Tuesday, November 30, 2010

Celebrate Jesus! Preschool Christmas Lessons

Use this new Celebrate Jesus! Preschool Download from Christian Ed. Publishers to teach your preschoolers about Jesus' birth. Written especially for 2- to 5-year-olds, this five-week series of preschool lessons includes Bible stories, snacks, crafts, and games with reproducible student sheets and colorful visuals—all as a download. Begin with the story of Adam and Eve, the sin problem, and God's plan to send His Son, Jesus. Then your little ones can travel to Bethlehem as they enjoy the stories of Jesus' birth, the wise men's visit, and the family's escape to Egypt written at their own level. Crafts and games in the Preschool Leader’s Guide are preschool-friendly and give lots of opportunities for your students to explore the Bible stories using all of their senses.

This preschool Advent and Christmas series is completely flexible and makes a wonderful supplement to any elementary program. Celebrate Jesus! Preschool Lessons are a great way to include your younger children with Christmas lessons, Bible stories, and activities written just for them.

Data extract:
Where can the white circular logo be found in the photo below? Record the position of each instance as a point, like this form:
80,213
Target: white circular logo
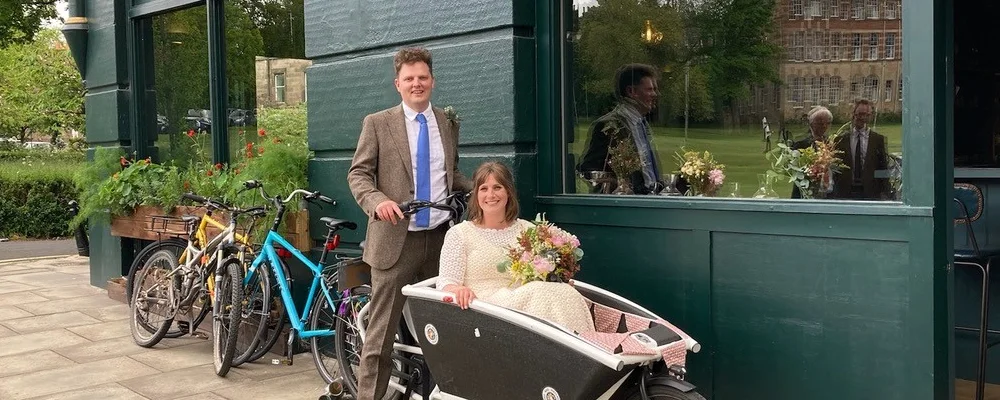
430,332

Written tasks:
• A. Name each thing the Christmas lessons post says the five-week series includes.
• B. Decide whether each statement agrees with the Christmas lessons post, answering yes or no and quoting the words that settle it: (i) The lessons are meant for children aged 2 to 5. (ii) The series runs for four weeks. (iii) The material is delivered as printed books.
• C. Pick up the Christmas lessons post after its final sentence and keep writing it.

Answers per task:
• A. Bible stories, snacks, crafts, games, reproducible student sheets, and colorful visuals.

• B.
(i) Yes: "Written especially for 2- to 5-year-olds"
(ii) No: "this five-week series of preschool lessons"
(iii) No: "all as a download"

• C.
The Celebrate Jesus! Leader’s Guide includes five complete lessons, a course overview, reproducible activity sheets and crafts with KJV and NIV memory verses, “How to Lead a Child to Christ,” colorful visuals, creative teaching ideas, Bible background information, and lots more.

Preview samples and take a look at the contents and lesson overview of this Christmas series written especially for preschoolers. Celebrate Jesus! includes a reproducible Preschool Leader’s Guide plus student sheets and visuals for five lessons...all for only $19.95! This is a download version so you can order it today and use it tomorrow. Once you place your order, you will receive an email with download instructions. 

Bring the sights and sounds of that first Christmas to your preschoolers this Christmas season. Help your little ones understand that God loves and cares for them so much He sent His only Son, Jesus, to be born as a baby in Bethlehem.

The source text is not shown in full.